◆ EXERCISE OBJECTIVE ◆
In the records that follow, find each line with "white" and pull it out.
━━━ DATA FOR THE TASK
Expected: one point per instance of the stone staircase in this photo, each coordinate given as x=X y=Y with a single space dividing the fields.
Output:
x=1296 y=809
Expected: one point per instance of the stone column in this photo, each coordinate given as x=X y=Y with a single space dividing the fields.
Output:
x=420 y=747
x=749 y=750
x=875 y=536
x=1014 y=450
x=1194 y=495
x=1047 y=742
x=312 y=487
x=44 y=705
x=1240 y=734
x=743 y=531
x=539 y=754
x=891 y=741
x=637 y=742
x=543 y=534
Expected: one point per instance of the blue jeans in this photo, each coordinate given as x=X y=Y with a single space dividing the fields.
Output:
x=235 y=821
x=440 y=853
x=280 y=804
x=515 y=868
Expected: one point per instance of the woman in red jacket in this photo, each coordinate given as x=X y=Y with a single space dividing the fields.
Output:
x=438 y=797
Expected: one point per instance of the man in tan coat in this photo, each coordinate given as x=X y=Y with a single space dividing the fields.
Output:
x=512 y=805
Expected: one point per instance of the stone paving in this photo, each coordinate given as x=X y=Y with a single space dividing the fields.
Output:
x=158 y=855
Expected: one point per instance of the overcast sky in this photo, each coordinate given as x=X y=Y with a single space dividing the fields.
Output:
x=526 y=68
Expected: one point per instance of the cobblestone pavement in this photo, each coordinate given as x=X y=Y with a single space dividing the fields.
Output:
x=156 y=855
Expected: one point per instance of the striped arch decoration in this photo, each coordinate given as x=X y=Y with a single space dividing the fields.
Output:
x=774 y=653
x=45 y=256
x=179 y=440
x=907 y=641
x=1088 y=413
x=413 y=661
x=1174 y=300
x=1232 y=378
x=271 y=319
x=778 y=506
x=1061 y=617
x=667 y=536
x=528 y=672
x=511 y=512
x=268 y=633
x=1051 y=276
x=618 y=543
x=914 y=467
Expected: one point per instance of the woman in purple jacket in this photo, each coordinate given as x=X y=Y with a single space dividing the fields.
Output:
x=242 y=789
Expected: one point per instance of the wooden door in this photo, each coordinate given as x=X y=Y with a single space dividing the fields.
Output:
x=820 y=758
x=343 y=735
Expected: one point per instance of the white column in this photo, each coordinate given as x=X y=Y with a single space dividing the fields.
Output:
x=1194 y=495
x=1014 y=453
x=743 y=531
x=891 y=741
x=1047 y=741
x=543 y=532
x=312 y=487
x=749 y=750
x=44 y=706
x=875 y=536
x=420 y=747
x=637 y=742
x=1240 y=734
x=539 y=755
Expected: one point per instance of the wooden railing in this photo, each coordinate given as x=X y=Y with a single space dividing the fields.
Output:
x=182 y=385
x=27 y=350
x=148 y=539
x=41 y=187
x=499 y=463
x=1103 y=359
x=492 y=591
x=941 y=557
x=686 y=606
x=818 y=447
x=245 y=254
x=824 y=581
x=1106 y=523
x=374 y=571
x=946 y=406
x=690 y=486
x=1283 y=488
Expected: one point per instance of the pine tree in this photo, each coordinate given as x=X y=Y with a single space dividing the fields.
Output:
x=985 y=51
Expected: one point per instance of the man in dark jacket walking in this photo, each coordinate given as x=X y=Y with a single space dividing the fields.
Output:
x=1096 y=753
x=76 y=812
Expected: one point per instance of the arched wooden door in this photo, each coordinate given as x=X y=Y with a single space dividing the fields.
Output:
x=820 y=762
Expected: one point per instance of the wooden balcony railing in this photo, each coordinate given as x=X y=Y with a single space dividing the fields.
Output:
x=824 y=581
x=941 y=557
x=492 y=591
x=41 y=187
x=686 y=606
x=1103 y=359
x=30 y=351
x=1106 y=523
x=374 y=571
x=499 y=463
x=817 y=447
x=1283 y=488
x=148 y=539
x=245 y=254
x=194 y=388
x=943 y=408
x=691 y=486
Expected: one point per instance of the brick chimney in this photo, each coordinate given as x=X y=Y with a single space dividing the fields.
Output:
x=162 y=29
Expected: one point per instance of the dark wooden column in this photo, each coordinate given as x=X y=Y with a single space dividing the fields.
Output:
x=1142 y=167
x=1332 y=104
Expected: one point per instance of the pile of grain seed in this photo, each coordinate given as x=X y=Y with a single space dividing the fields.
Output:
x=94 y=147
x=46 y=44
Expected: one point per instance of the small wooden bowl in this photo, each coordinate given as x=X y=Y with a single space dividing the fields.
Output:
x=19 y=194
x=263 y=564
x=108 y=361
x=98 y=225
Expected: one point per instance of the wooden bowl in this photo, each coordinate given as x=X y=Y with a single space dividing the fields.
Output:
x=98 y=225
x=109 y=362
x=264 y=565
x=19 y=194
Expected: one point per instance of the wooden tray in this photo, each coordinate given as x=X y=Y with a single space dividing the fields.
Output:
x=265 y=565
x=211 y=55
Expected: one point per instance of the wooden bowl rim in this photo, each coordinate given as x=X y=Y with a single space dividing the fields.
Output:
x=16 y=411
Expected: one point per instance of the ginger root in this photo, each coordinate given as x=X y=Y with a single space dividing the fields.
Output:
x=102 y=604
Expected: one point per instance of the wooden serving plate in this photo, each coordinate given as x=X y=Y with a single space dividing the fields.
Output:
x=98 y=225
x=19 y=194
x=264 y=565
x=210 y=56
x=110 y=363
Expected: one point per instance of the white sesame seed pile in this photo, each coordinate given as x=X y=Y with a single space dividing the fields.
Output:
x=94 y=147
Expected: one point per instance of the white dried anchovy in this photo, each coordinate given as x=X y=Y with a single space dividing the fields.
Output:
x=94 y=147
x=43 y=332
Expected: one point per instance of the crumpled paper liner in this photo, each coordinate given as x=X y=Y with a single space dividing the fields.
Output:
━━━━━━
◆ SOLUTION FOR THIS EXERCISE ◆
Expected: one point per instance of the white column in this photo, each coordinate given as x=X y=Y with a single space dividing the fields.
Expected: one point per instance of the white sesame seed pile in this photo, each coordinate given as x=X y=Y with a single space dividing the fields.
Expected: one point per instance of the white dried anchovy in this photo, each coordinate given as x=X y=Y with a single space dividing the fields.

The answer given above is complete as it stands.